In the copy, every line of the material that follows must appear exactly, and no pictures should.

..........

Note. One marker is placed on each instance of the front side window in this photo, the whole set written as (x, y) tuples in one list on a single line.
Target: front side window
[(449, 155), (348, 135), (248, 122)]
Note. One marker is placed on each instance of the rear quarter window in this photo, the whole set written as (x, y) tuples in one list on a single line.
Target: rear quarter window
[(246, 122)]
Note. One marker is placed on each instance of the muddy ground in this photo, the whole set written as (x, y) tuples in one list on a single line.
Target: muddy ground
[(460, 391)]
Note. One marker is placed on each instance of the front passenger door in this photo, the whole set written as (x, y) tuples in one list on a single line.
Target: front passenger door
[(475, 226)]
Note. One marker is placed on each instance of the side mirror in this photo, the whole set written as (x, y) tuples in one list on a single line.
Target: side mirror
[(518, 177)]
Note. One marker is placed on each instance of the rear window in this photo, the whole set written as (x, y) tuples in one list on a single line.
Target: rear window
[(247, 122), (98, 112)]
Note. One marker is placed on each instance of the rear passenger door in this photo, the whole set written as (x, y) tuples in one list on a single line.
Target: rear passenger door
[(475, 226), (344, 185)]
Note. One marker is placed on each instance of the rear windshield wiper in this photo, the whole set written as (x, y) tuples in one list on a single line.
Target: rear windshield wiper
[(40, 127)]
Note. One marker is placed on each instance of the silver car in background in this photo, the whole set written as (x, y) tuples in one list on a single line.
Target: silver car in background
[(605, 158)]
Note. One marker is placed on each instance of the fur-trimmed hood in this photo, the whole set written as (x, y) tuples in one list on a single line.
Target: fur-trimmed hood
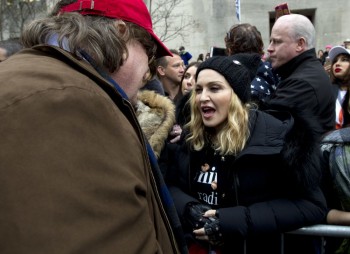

..........

Output -
Note. One marker is placed on each instance of the front side window in this photo, the whole set written as (x, y) tuples in one list on a single line.
Target: front side window
[(449, 155), (348, 135), (248, 122)]
Note. One marker is placed on each instance of the rear quarter window in this photo, the whole set written as (x, y) tuples in one list on a single line.
Target: rear quarter window
[(246, 122)]
Note. One marker is placed on each instance of the muddy ground in this photo, the whole set written as (x, y) tuples in one list on a single line.
Target: muddy ground
[(460, 391)]
Note. One marker is placed on each instance of the front passenger door in this photo, the whole set written as (x, y) tuples in one list on a single line.
Target: front passenger door
[(475, 226)]
Note. One marker is placed on each instance of the side mirror in this photo, the whole set written as (x, y) tuples in one list on a single line.
Target: side mirror
[(518, 177)]
Note. One marker is placed on each instance of the rear window in this photo, the whole set written as (x, y) tuples in one list on a single line.
Target: rear window
[(247, 122), (98, 112)]
Note. One marker is placed on each instance of the rear passenger door in this photo, the whole set written as (x, y) tuples in one list on a single line.
Target: rear passenger door
[(475, 226), (344, 185)]
Note. One marker is placed on each instance of the rear windshield wiper in this photo, the whole set written as (x, y) tuples in one list on a single line.
Target: rear windshield wiper
[(40, 127)]
Note. One marker is placed on each instance of the silver car in background in this photo, the whole set written as (x, y) tuples in one list on a single line.
Target: silver car in background
[(605, 158)]
Note. One marker is placed on each instance of the fur-trimmed hood in this photo, the whole set written as (x, y) tuples in one list on a single line.
Target: fur-trimmed hood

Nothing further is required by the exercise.